Would you print out all of the data exactly and keep the pictures out of it?

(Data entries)
[Start of section]

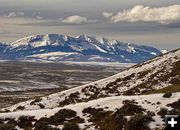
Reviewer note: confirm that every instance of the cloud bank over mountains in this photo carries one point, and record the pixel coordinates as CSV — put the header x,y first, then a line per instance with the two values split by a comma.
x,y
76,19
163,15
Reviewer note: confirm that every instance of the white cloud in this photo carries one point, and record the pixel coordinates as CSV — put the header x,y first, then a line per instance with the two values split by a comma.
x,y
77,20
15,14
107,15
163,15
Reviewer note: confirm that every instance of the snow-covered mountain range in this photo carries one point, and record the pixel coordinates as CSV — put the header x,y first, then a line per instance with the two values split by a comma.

[End of section]

- [RESPONSE]
Reviewer note: confirm that every instance of the cloud bank over mountains in this photo carries one point, and record the pixel coordinates as CSV — put the header x,y first, then a line per instance with the two values split by a comma.
x,y
76,19
163,15
Reviewer note: confirm that every instance of the white cloud in this photo carries one point, and record the pixel coordinates as CSV — put the header x,y first, then a line per instance with the two values split by a comma.
x,y
77,20
15,14
107,15
163,15
Reviewer note: confirm that every instance of the snow-covered mountain range in this photo carries one point, and record the pixel coordinates as CSV — put the header x,y first, then a line per instance with the two values split by a comma.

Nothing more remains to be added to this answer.